*INSTRUÇÕES*:
1: De acordo com o texto sobre a crise do conservadorismo, em quais países os partidos conservadores tradicionais desapareceram?
2: Continue o texto sobre a crise do conservadorismo a partir da última frase apresentada.

- Folha de S. Paulo / Ilustrada
Conservadores e progressistas precisam uns dos outros para sobreviver
Haverá uma crise do conservadorismo? A revista The Economist, em edição recente para ler e guardar, acredita que sim.
Acredita bem. Quando olhamos para a Europa, onde estão os partidos conservadores tradicionais? Não estão. Desapareceram na França ou na Itália. Diminuiram de tamanho e influência na Alemanha ou na Espanha. E qual foi a razão para esse eclipse?
O crescimento e a ascensão de uma “nova direita”. Explica a Economist: o conservadorismo tende a ser pragmático, desconfiado das grandes mudanças, antiutópico e avesso a líderes carismáticos ou a cultos de personalidade.
A “nova direita”, pelo contrário, é fortemente ideológica; apresenta uma vocação revolucionária mais própria de jacobinos ou bolcheviques; e segue o primeiro messias que aparece na paisagem, indiferente a questões de civilidade ou caráter. E como foi que essa crise do conservadorismo apareceu? A Economist apresenta duas razões.
Em primeiro lugar, o declínio do conservadorismo tradicional acompanhou o declínio dos “pequenos pelotões” de que falava Edmund Burke, como a religião ou a família.
Em segundo lugar, a crise financeira de 2008 e as aventuras militares no Afeganistão e no Iraque foram o descrédito dos velhos partidos de direita, acusados de cupidez ou irresponsabilidade. Para a
revista, a crise do conservadorismo será longa.
Concordo com o diagnóstico. A “nova direita”, ou uma parte substancial dela, foi tomada de assalto pela mais antiga metástase do conservadorismo: o espírito reacionário.

*DADOS BRUTOS*:
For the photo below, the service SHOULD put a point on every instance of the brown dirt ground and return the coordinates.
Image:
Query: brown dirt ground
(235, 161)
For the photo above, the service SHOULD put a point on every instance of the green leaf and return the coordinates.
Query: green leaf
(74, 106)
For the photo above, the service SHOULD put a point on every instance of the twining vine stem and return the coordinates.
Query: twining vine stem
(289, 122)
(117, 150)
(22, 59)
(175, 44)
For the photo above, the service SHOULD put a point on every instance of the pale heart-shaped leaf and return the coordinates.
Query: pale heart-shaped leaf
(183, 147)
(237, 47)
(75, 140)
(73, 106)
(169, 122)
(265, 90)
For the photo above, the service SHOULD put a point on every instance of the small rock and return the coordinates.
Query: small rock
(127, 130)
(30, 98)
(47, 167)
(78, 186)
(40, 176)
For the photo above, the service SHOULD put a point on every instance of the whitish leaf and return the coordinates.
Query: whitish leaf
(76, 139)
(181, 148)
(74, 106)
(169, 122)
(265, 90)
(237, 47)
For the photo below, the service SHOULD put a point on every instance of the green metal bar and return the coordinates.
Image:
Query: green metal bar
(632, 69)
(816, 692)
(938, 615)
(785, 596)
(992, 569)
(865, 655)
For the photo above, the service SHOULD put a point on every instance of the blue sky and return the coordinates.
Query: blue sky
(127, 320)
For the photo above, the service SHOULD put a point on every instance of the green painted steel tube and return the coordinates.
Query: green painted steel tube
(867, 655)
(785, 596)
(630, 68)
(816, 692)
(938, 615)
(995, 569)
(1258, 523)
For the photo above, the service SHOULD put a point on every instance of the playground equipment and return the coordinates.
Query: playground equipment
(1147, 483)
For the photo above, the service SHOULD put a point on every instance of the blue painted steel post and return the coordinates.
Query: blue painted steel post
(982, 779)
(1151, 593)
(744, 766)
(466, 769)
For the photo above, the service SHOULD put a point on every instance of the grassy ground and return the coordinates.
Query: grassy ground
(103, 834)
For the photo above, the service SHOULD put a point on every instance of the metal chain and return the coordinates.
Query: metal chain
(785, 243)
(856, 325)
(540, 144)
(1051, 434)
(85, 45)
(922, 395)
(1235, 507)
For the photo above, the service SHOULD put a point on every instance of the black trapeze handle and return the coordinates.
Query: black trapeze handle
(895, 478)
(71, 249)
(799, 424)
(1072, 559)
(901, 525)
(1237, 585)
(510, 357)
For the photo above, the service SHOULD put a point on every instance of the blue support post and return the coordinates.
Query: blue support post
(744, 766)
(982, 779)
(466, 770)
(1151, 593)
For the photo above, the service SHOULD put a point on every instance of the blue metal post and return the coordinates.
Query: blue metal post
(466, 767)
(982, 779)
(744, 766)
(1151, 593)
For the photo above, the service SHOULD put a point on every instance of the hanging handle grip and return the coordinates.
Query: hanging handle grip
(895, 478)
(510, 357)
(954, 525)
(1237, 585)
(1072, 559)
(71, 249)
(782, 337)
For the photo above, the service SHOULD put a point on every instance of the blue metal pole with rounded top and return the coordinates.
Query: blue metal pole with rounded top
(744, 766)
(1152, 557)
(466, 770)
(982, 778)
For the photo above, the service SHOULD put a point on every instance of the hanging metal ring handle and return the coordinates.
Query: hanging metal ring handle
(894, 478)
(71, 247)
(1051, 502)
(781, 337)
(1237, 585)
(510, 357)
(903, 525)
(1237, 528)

*RESPOSTAS DO EXERCÍCIO*:
1: Na França e na Itália.

2:
Por espírito reacionário, entenda-se: uma mentalidade radical, muito semelhante à mentalidade revolucionária, e que pretende recusar o presente na sua totalidade (um presente que se percepciona como inapelavelmente corrupto) para construir uma nova ordem política, social ou moral purificada.
A situação não é nova. Como lembra a revista, é até bem velha: a reação à Revolução Francesa não produziu apenas a crítica “liberal” de Burke, mas também as respostas radicais de Joseph de Maistre, para quem a França deveria regressar a 1788. E, já no século 20, o conservadorismo metastizou-se no fascismo e no nazismo (e no franquismo e no salazarismo).
Só discordo da Economist num ponto fundamental: não é apenas o conservadorismo que está em crise. O liberalismo, no sentido progressista do termo, conhece uma crise igual.
Para ficarmos nos países citados pela revista, a esquerda tradicional desapareceu da França ou da Itália, e também perdeu força na Alemanha ou na Espanha.
E, tal como sucede com a “nova direita”, a “nova esquerda” também repudiou a herança da esquerda tradicional. Basta ver como as classes trabalhadoras do Reino Unido, da França ou da Itália, já para não falar dos Estados Unidos, votaram nas eleições mais recentes. Exato: entregaram os seus votos a Nigel Farage, Marine Le Pen, Matteo Salvini ou Donald Trump.
A “nova esquerda”, em gesto tão revolucionário como os revolucionários da “nova direita”, abandonou os seus eleitores e os seus princípios —e tornou-se individualista, narcísica, capturada pelos dramas minoritários (e, por isso, eleitoralmente irrelevantes) da “identidade”.
Não é por acaso que o ensaísta Mark Lilla, depois de dedicar um livro ao pensamento reacionário (“A Mente Naufragada”), escreveu outro sobre a crise da esquerda americana (“O Progressista de Ontem e o do Amanhã”).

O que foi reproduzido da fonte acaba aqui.